Dataset entries –
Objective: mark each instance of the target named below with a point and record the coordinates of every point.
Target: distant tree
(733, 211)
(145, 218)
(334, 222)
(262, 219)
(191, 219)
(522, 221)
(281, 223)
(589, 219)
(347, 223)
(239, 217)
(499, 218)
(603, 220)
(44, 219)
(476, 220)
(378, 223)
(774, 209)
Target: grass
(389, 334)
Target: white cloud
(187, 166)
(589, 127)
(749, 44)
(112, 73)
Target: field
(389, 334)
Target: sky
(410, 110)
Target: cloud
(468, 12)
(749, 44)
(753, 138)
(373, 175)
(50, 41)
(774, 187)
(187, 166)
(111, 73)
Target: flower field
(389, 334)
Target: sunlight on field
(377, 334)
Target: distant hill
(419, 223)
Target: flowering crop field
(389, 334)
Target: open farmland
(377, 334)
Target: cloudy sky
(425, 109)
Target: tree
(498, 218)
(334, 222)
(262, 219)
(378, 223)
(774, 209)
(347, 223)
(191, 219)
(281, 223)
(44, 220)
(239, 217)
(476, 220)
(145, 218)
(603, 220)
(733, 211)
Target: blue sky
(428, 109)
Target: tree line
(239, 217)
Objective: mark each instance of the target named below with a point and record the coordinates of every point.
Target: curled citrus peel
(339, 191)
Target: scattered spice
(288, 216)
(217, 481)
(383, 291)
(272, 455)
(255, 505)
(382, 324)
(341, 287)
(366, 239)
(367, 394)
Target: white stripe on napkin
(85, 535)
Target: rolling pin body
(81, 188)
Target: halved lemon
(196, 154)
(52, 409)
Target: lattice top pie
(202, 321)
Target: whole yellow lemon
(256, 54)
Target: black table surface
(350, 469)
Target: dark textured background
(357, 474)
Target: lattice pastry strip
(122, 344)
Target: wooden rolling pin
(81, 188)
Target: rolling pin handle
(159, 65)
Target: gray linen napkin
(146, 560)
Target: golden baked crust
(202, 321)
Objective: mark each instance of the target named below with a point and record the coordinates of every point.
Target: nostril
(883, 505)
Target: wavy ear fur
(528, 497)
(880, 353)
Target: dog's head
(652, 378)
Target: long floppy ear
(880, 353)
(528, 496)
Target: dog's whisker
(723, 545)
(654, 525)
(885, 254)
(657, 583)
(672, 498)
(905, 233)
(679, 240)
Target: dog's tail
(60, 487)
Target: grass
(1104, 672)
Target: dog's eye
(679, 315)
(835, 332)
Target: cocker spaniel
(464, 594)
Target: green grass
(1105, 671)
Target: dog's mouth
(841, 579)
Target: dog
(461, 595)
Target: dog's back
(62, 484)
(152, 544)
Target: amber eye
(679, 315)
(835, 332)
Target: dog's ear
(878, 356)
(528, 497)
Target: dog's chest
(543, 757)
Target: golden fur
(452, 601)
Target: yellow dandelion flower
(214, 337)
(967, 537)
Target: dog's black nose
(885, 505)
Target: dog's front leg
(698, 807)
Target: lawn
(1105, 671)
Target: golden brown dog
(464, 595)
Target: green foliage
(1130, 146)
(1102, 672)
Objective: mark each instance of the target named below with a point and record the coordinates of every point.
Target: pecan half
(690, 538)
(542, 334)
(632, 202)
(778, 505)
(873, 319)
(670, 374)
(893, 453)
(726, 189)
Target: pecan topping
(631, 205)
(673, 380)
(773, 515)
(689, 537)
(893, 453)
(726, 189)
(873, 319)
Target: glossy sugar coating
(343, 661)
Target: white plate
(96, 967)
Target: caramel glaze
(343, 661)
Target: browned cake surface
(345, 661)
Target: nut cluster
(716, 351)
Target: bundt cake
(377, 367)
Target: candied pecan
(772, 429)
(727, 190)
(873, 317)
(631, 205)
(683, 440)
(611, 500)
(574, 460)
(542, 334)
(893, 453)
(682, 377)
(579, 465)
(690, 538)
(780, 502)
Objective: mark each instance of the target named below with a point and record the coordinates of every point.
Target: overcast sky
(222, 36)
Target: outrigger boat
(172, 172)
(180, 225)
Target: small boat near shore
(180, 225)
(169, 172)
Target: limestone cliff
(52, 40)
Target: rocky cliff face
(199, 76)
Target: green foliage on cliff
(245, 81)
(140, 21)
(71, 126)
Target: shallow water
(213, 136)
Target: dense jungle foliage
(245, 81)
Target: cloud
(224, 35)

Brief – Your task is to reproduce, exactly and exclusively, the lines from the one holding "Target: dog's back" through the final line of the listing.

Response to the task –
Target: dog's back
(62, 484)
(152, 544)
Target: amber eye
(679, 315)
(835, 332)
Target: dog's ear
(878, 356)
(528, 497)
Target: dog's chest
(543, 757)
Target: golden fur
(452, 601)
Target: yellow dandelion flower
(214, 337)
(967, 537)
Target: dog's black nose
(885, 505)
Target: dog's front leg
(698, 807)
Target: lawn
(1105, 671)
Target: golden brown dog
(464, 595)
Target: green foliage
(1130, 146)
(1102, 672)
Objective: mark each instance of the target named below with a point and record the coordinates of every point.
Target: pecan half
(690, 538)
(542, 334)
(632, 202)
(778, 505)
(873, 319)
(670, 374)
(893, 453)
(726, 189)
Target: pecan topping
(631, 205)
(673, 380)
(773, 515)
(689, 537)
(893, 453)
(726, 189)
(873, 319)
Target: glossy sugar coating
(343, 661)
Target: white plate
(96, 967)
Target: caramel glaze
(343, 661)
Target: browned cake surface
(345, 661)
Target: nut cluster
(716, 351)
Target: bundt cake
(377, 367)
Target: candied pecan
(772, 429)
(727, 190)
(873, 317)
(631, 205)
(683, 440)
(611, 500)
(574, 460)
(542, 334)
(893, 453)
(682, 377)
(579, 465)
(690, 538)
(780, 502)
Objective: mark each instance of the target named below with a point and record the coordinates of every point.
Target: overcast sky
(222, 36)
Target: outrigger boat
(172, 172)
(180, 225)
Target: small boat near shore
(180, 225)
(169, 172)
Target: limestone cliff
(52, 40)
Target: rocky cliff face
(199, 76)
Target: green foliage on cliff
(245, 81)
(140, 21)
(71, 126)
Target: shallow water
(213, 136)
Target: dense jungle foliage
(245, 81)
Target: cloud
(224, 35)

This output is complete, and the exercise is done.